Kurze Aufgabe a => Ordne die Zeilen der Datensätze von der Zeile mit „TARGET = sandy soil“ bis zum Ende der Datensätze, beide eingeschlossen, als nummerierte Liste an und lass dabei Leerzeilen weg. Bilder gehören nicht in die Antwort.

Angezeigter Text =>
◇ ◇ ◇ ◇ ◇

Besonders hervorzuheben ist die sexistische Gewalt, welcher Aktivistinnen* ausgesetzt waren. Während den Verhaftungen wurde trotz lautstarker Aufforderungen deren Recht missachtet, ausschliesslich von Polizistinnen* angefasst und abgeführt zu werden. Die Polizist*innen machten sich anschliessend einen Spass daraus, deren Geschlecht mit Ausdrücken wie «Mannsweib» oder «Weiblein» zu «erraten». Bei den Leibesvisitationen fielen wiederholt abfällige Bemerkungen über den Körper der Verhafteten; eine Aktivistin wurde gar mehrfach als «Fotze» beleidigt. Des Weiteren wurden Aktivistinnen*, die während ihrer Haft ihre Periode hatten, Hygieneartikel verwehrt. Erst unter Androhung, die Wände der Zelle mit Blut zu beschmieren, wurden diese zähneknirschend ausgehändigt.

Die mindestens 48 Stunden Haft, welche die Staatsanwaltschaft für alle Verhafteten anordnete, sollten absichtlich eine psychologische Zermürbung darstellen. Obwohl die Zellen des «Propog» (seit 28 Jahren als «provisorisch» bezeichnetes Polizeigefängnis auf der Kaserne, das bereits mehrmals von der Nationalen Kommission zur Verhütung von Folter gerügt[2] wurde) für zwei Personen ausgerichtet sind, wurden die Aktivist*innen grossmehrheitlich isoliert eingesperrt. Ohne Kontakte zur Aussenwelt durfte die Zelle nur ein einziges Mal für eine Stunde im sogenannten «Spazierhof» verlassen werden. Die Uhrzeit sei für Häftlinge «nicht von Belang» und die Möglichkeit zu duschen wie auch Stift und Papier wurden ebenfalls oft verwehrt. Das ohnehin karge Essen war für Menschen, die sich laktosefrei, vegan, vegetarisch oder glutenfrei ernähren (müssen), nicht geeignet und wurde auch auf mehrfache Nachfragen nicht angepasst. Besonders krass sind die Fälle, in denen den Gefangenen eine medizinische Versorgung verweigert wurde – die Wärter*innen konnten sich beispielsweise nicht einmal dazu aufraffen, Medikamente aus dem Gepäck eines Gefangenen zu holen und ein weiterer Aktivist musste einen ganzen Tag auf den Gefängnisarzt warten.

◇ ◇ ◇ ◇ ◇

Bereitgestelltes Material =>
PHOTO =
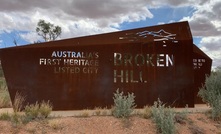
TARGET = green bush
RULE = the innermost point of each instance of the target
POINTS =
(5, 116)
(5, 100)
(123, 104)
(37, 110)
(211, 93)
(147, 112)
(163, 117)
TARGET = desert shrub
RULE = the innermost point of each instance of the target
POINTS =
(147, 112)
(5, 116)
(211, 93)
(37, 110)
(4, 97)
(45, 109)
(123, 104)
(163, 117)
(4, 94)
(18, 102)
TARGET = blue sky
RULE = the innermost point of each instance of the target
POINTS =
(78, 18)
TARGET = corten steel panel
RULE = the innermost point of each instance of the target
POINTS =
(202, 68)
(79, 73)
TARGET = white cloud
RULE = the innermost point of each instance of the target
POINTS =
(206, 23)
(211, 46)
(1, 41)
(77, 18)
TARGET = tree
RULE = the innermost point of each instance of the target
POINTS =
(47, 30)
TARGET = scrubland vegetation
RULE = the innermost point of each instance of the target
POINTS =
(166, 119)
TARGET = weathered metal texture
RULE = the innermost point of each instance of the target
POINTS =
(79, 73)
(202, 68)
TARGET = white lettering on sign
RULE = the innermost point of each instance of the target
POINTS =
(139, 60)
(72, 62)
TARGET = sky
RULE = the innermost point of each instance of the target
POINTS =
(19, 18)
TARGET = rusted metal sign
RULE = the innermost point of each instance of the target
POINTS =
(79, 73)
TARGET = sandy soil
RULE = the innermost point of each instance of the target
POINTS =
(195, 123)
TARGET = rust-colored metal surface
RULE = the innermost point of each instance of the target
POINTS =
(79, 73)
(202, 68)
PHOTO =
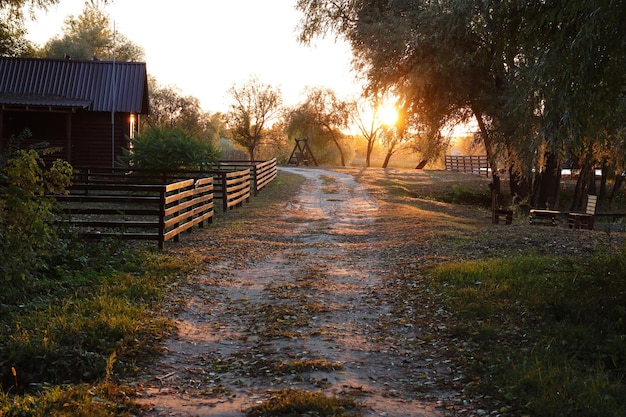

◇ ◇ ◇ ◇ ◇

Kurze Aufgabe b => Gib aus dem Text über die Verhaftungen den Abschnitt von „Besonders hervorzuheben ist“ bis „diese zähneknirschend ausgehändigt.“ wörtlich wieder.

Fertige Antwort a =>
1. TARGET = sandy soil
2. RULE = the innermost point of each instance of the target
3. POINTS =
4. (195, 123)
5. TARGET = rust-colored metal surface
6. RULE = the innermost point of each instance of the target
7. POINTS =
8. (79, 73)
9. (202, 68)
10. PHOTO =

Fertige Antwort b =>
Besonders hervorzuheben ist die sexistische Gewalt, welcher Aktivistinnen* ausgesetzt waren. Während den Verhaftungen wurde trotz lautstarker Aufforderungen deren Recht missachtet, ausschliesslich von Polizistinnen* angefasst und abgeführt zu werden. Die Polizist*innen machten sich anschliessend einen Spass daraus, deren Geschlecht mit Ausdrücken wie «Mannsweib» oder «Weiblein» zu «erraten». Bei den Leibesvisitationen fielen wiederholt abfällige Bemerkungen über den Körper der Verhafteten; eine Aktivistin wurde gar mehrfach als «Fotze» beleidigt. Des Weiteren wurden Aktivistinnen*, die während ihrer Haft ihre Periode hatten, Hygieneartikel verwehrt. Erst unter Androhung, die Wände der Zelle mit Blut zu beschmieren, wurden diese zähneknirschend ausgehändigt.